> [Problem] Reproduce only the lines between the line containing "Target: tall window" and the line containing "[[[198,31],[195,32],[195,36],[204,35],[204,32],[203,31]]]", inclusive. Replace "holes" with "cutouts" and leave all other text unchanged.

> [Records to process]

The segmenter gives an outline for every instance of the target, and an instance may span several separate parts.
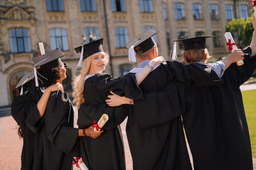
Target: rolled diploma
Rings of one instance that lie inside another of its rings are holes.
[[[74,159],[76,159],[76,157],[74,157]],[[79,167],[80,167],[80,169],[82,170],[89,170],[88,168],[86,166],[85,164],[83,163],[83,162],[82,162],[81,163],[79,162],[79,161],[78,161],[78,163],[77,163],[78,165],[79,165]]]
[[[226,38],[226,40],[227,40],[227,42],[229,42],[229,39],[231,40],[231,43],[234,43],[235,42],[235,41],[234,41],[234,39],[233,38],[232,36],[232,35],[231,35],[231,33],[230,32],[227,32],[225,33],[225,34],[224,35],[225,36],[225,38]],[[232,46],[232,48],[233,49],[231,52],[233,52],[233,51],[237,49],[237,46],[236,46],[235,45],[233,45]],[[242,66],[244,64],[244,62],[241,60],[239,60],[238,62],[236,62],[236,64],[238,66]]]
[[[103,126],[105,124],[106,122],[107,122],[107,121],[108,121],[108,115],[106,113],[103,114],[101,118],[99,120],[99,121],[98,121],[98,122],[97,122],[97,124],[98,124],[99,125],[99,127],[100,129],[99,129],[99,130],[96,130],[96,128],[94,128],[93,131],[94,131],[94,132],[99,132],[99,131],[100,131],[101,128],[102,128]]]

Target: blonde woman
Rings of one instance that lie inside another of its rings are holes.
[[[118,110],[127,106],[114,107],[109,110],[105,109],[103,105],[98,111],[91,112],[87,109],[87,105],[105,104],[108,95],[110,94],[110,91],[120,95],[124,94],[132,104],[132,99],[142,98],[138,85],[152,68],[146,66],[135,75],[125,79],[112,79],[109,74],[102,73],[109,59],[109,55],[103,50],[103,39],[101,39],[75,49],[78,53],[82,51],[81,56],[85,59],[81,74],[76,77],[73,83],[73,102],[79,109],[77,124],[79,128],[88,128],[98,121],[103,113],[108,114],[109,118],[102,128],[104,132],[99,137],[81,138],[81,156],[90,169],[125,170],[124,146],[119,125],[127,114]],[[154,66],[164,61],[163,57],[159,57],[152,60],[148,64]],[[88,136],[87,128],[85,132]]]

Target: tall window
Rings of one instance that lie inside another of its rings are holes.
[[[184,39],[188,38],[188,33],[186,32],[180,32],[177,34],[178,40]],[[183,44],[182,41],[179,41],[179,47],[180,49],[184,49]]]
[[[166,41],[168,49],[171,49],[171,44],[170,43],[170,35],[169,33],[166,33]]]
[[[95,0],[80,0],[81,11],[96,11],[97,7]]]
[[[64,11],[63,0],[45,0],[47,11]]]
[[[155,27],[153,26],[144,26],[143,28],[142,28],[142,32],[145,31],[147,29],[151,29],[151,30],[155,31]],[[153,35],[153,38],[154,38],[154,40],[155,40],[155,43],[157,44],[157,37],[156,34]]]
[[[209,11],[211,20],[218,20],[220,19],[219,9],[217,4],[209,4]]]
[[[226,13],[226,19],[227,20],[233,20],[234,18],[233,5],[230,4],[225,5],[225,13]]]
[[[141,12],[154,12],[153,0],[139,0],[139,1]]]
[[[246,5],[241,5],[239,7],[241,18],[247,19],[248,18],[248,8]]]
[[[185,20],[184,4],[182,3],[175,3],[174,7],[175,19],[177,20]]]
[[[202,5],[198,3],[192,4],[193,16],[195,20],[202,20],[203,18],[203,11]]]
[[[97,28],[86,28],[83,29],[83,32],[84,36],[85,36],[86,37],[86,40],[84,42],[84,44],[89,43],[92,41],[98,40],[100,38],[99,31]],[[91,35],[90,35],[90,33],[92,34],[92,38],[91,37]]]
[[[222,46],[222,41],[221,40],[221,33],[220,31],[214,31],[212,33],[213,35],[215,35],[213,37],[213,46],[217,47]]]
[[[166,4],[165,3],[162,3],[162,6],[163,7],[163,12],[164,13],[164,19],[165,20],[167,20],[167,12],[166,10]]]
[[[111,0],[111,7],[113,12],[126,11],[125,0]]]
[[[119,68],[119,77],[124,77],[133,68],[132,65],[130,64],[119,65],[118,67]]]
[[[126,48],[124,45],[129,42],[129,31],[125,27],[117,27],[114,29],[116,47]]]
[[[198,31],[195,32],[195,36],[204,35],[204,32],[203,31]]]
[[[57,28],[49,30],[51,50],[58,48],[62,51],[69,50],[67,34],[65,29]]]
[[[13,53],[31,52],[28,29],[16,28],[9,30],[11,52]]]

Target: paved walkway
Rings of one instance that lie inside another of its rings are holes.
[[[243,84],[241,91],[256,89],[256,83]],[[132,159],[125,131],[126,119],[121,124],[125,151],[126,170],[132,170]],[[20,170],[23,141],[17,134],[17,123],[11,115],[10,108],[0,109],[0,170]],[[191,157],[191,154],[190,154]],[[192,159],[191,159],[192,161]],[[256,170],[256,159],[253,159]],[[79,169],[74,167],[74,170]]]

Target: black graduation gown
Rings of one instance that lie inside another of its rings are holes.
[[[40,89],[36,91],[37,94],[42,93]],[[38,111],[38,101],[33,102],[27,113]],[[29,116],[29,118],[35,119]],[[52,92],[43,116],[34,122],[28,124],[36,133],[33,169],[72,169],[73,157],[80,156],[76,142],[78,129],[73,128],[74,111],[67,93],[62,91]]]
[[[222,83],[211,70],[211,65],[191,66],[167,62],[151,72],[139,86],[144,99],[135,101],[126,125],[134,170],[192,169],[180,112],[165,119],[162,114],[166,114],[166,105],[173,102],[171,99],[159,101],[154,97],[144,100],[146,93],[162,91],[174,79],[199,86]],[[173,95],[177,99],[179,94]],[[155,106],[157,103],[161,103],[159,107]]]
[[[35,133],[28,126],[27,123],[29,123],[29,121],[33,120],[27,119],[29,116],[28,113],[26,112],[27,108],[29,107],[29,102],[35,100],[36,96],[34,93],[28,92],[28,91],[27,91],[22,95],[16,97],[11,105],[11,114],[18,125],[22,126],[25,123],[26,126],[25,134],[23,136],[23,145],[21,153],[22,170],[32,169],[34,152],[34,146],[36,137]],[[37,96],[40,97],[39,95]],[[38,112],[31,112],[30,114],[31,117],[37,117],[37,119],[39,119]]]
[[[250,53],[248,50],[244,52]],[[161,110],[157,116],[150,115],[147,118],[150,123],[153,123],[151,120],[164,122],[184,114],[183,123],[195,170],[253,169],[239,86],[252,75],[256,68],[256,60],[255,56],[245,57],[244,65],[233,64],[225,71],[222,85],[198,87],[173,82],[163,92],[143,94],[144,103]],[[140,102],[135,102],[135,108],[137,104],[145,106]],[[149,115],[147,113],[148,110],[146,109],[136,116],[139,115],[138,119],[141,119]]]
[[[88,128],[94,124],[94,120],[98,121],[103,114],[106,113],[109,116],[101,136],[95,139],[90,137],[81,138],[81,157],[90,170],[126,169],[122,137],[119,129],[119,124],[127,115],[128,107],[122,105],[107,108],[105,101],[108,98],[108,95],[111,94],[110,91],[119,95],[129,94],[126,97],[131,98],[142,97],[134,75],[126,79],[112,79],[108,74],[103,73],[86,80],[83,91],[85,102],[78,110],[79,126]],[[91,105],[94,106],[91,107]]]

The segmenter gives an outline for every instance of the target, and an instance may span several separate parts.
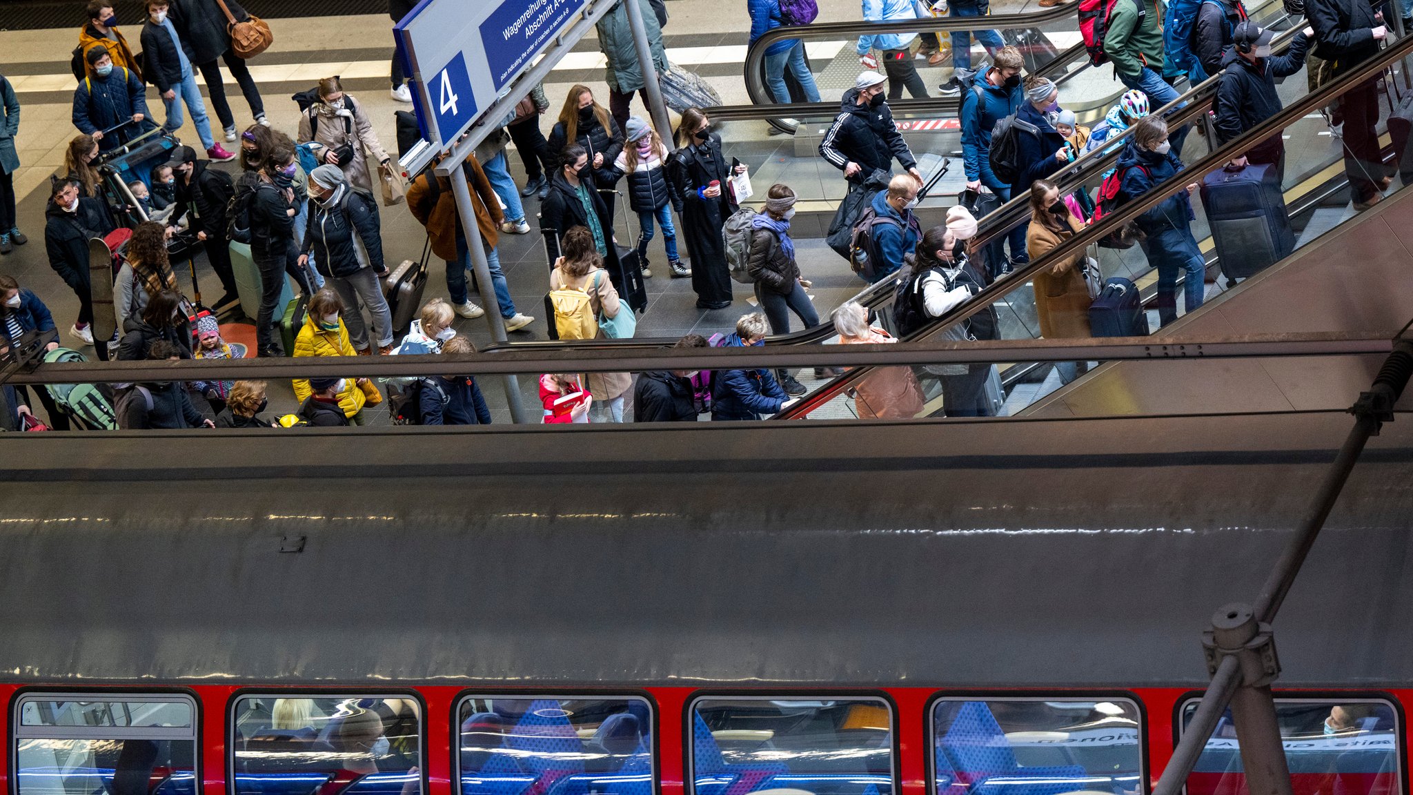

> [Solution]
Target: tall window
Rings of one instance that lie inside another of its rings are cutouts.
[[[184,39],[188,38],[188,33],[186,32],[180,32],[177,34],[178,40]],[[183,44],[182,41],[179,41],[179,47],[180,49],[184,49]]]
[[[166,41],[168,49],[171,49],[171,44],[170,43],[170,35],[169,33],[166,33]]]
[[[95,0],[80,0],[81,11],[96,11],[97,7]]]
[[[64,11],[63,0],[45,0],[47,11]]]
[[[155,27],[153,26],[144,26],[143,28],[142,28],[142,32],[145,31],[147,29],[151,29],[151,30],[155,31]],[[153,35],[153,38],[154,38],[154,40],[155,40],[155,43],[157,44],[157,37],[156,34]]]
[[[209,11],[211,20],[218,20],[220,19],[219,9],[217,4],[209,4]]]
[[[226,13],[226,19],[227,20],[233,20],[234,18],[233,5],[230,4],[225,5],[225,13]]]
[[[141,12],[154,12],[153,0],[139,0],[139,1]]]
[[[246,5],[241,5],[239,7],[241,18],[247,19],[248,18],[248,8]]]
[[[185,20],[184,4],[182,3],[175,3],[174,7],[175,19],[177,20]]]
[[[202,5],[198,3],[192,4],[193,16],[195,20],[202,20],[203,18],[203,11]]]
[[[97,28],[86,28],[83,29],[83,32],[84,36],[85,36],[86,37],[86,40],[84,42],[84,44],[89,43],[92,41],[98,40],[100,38],[99,31]],[[91,35],[90,35],[90,33],[92,34],[92,38],[91,37]]]
[[[222,46],[222,41],[221,40],[221,33],[220,31],[214,31],[212,33],[213,35],[215,35],[213,37],[213,46],[217,47]]]
[[[166,4],[165,3],[162,3],[162,6],[163,7],[163,12],[164,13],[164,19],[165,20],[167,20],[167,12],[166,10]]]
[[[111,0],[111,7],[113,12],[126,11],[125,0]]]
[[[119,68],[119,77],[124,77],[133,68],[132,65],[130,64],[119,65],[118,67]]]
[[[126,48],[124,45],[129,42],[129,31],[125,27],[117,27],[114,29],[116,47]]]
[[[198,31],[195,32],[195,36],[204,35],[204,32],[203,31]]]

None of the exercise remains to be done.